> **Problems to work on**
[1] List each hyphenated word in the Longhorn storage network note once, leaving out dates.
[2] Reproduce the part of the Longhorn storage network note starting with "Longhorn's defaultSettings.storageNetwork ships" and going on through "parent's egress path.".

> **Document section**

<<<<

Longhorn's defaultSettings.storageNetwork ships pod-to-pod replica traffic over a Multus secondary network. The setting's documentation only requires pod-to-pod reachability and silently assumes a flat L2 underlay where the host already has a native MAC on the storage segment. If your storageNetwork's NAD parent is a virtual device (a VXLAN, GRE tunnel, anything that does L2 encapsulation on egress), bare macvlan-bridge and ipvlan-L2 NADs will both break Longhorn v1's iSCSI engine in the same way: the host-side iSCSI initiator cannot reach a co-located IM pod's iSCSI target. The fix is to make the host itself a peer macvlan child of the same parent — a "host-shim" interface — so intra-host child↔child delivery sidesteps the parent's egress path.

This note explains the failure mode and the workaround as it landed in anton's plan 0004 Phase 5b (closed 2026-04-19). There is, as far as we can tell, zero upstream Longhorn precedent for this pattern; longhorn/longhorn#9049 has been open since 2024-07 with the same failure on a flat L2 underlay and no fix.

>>>>

> **Source data**
<<<<

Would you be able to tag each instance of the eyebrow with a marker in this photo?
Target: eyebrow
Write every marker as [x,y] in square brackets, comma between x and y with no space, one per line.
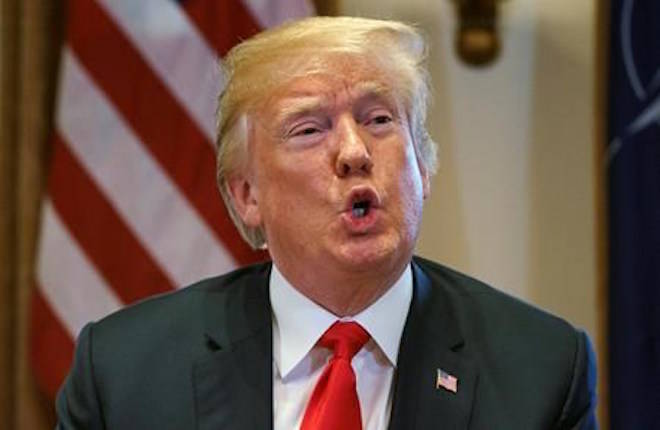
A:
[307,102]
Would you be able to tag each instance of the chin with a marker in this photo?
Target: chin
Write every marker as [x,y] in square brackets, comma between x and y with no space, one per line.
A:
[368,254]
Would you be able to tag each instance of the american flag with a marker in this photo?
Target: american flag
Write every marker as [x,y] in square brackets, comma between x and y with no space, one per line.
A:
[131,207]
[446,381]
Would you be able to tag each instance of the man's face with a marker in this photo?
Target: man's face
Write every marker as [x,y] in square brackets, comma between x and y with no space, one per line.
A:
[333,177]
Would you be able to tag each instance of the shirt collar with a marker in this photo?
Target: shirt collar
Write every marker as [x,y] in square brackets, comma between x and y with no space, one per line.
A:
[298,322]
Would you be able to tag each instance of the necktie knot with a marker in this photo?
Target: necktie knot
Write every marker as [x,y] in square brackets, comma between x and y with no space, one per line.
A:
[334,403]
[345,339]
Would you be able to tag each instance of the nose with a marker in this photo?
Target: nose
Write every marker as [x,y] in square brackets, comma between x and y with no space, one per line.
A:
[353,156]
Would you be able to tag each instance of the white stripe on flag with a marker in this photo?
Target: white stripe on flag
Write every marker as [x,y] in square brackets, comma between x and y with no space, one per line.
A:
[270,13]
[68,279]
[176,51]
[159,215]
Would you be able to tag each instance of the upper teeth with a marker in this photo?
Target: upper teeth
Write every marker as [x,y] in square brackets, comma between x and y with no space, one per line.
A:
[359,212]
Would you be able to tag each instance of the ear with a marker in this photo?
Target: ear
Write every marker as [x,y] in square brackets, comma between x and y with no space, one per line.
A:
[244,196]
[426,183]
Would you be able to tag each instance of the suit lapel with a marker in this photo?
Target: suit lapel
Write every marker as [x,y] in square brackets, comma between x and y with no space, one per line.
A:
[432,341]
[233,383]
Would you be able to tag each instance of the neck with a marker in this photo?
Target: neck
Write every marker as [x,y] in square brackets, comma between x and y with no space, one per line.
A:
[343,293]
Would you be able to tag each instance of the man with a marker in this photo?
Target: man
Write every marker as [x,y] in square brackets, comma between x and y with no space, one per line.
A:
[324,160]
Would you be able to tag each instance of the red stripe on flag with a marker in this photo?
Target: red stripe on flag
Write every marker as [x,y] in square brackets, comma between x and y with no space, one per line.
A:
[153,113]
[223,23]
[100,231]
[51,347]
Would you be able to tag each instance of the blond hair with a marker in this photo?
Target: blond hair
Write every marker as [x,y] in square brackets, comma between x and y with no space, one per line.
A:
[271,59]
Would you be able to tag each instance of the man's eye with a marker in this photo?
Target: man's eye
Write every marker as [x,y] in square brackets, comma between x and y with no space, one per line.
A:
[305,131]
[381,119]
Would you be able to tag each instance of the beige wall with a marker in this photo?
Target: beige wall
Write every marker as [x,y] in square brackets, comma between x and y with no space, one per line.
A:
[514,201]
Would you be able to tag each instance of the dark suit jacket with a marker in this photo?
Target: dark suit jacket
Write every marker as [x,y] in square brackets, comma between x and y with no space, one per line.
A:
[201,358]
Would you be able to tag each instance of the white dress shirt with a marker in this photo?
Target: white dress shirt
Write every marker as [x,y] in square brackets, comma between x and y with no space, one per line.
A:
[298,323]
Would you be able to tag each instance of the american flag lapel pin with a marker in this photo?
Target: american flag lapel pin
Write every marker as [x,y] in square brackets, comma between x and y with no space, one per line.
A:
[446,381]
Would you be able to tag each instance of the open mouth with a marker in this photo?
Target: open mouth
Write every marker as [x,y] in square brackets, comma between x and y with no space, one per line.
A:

>>>>

> **Responses by task**
[1] pod-to-pod, macvlan-bridge, ipvlan-L2, host-side, co-located, host-shim, intra-host

[2]
Longhorn's defaultSettings.storageNetwork ships pod-to-pod replica traffic over a Multus secondary network. The setting's documentation only requires pod-to-pod reachability and silently assumes a flat L2 underlay where the host already has a native MAC on the storage segment. If your storageNetwork's NAD parent is a virtual device (a VXLAN, GRE tunnel, anything that does L2 encapsulation on egress), bare macvlan-bridge and ipvlan-L2 NADs will both break Longhorn v1's iSCSI engine in the same way: the host-side iSCSI initiator cannot reach a co-located IM pod's iSCSI target. The fix is to make the host itself a peer macvlan child of the same parent — a "host-shim" interface — so intra-host child↔child delivery sidesteps the parent's egress path.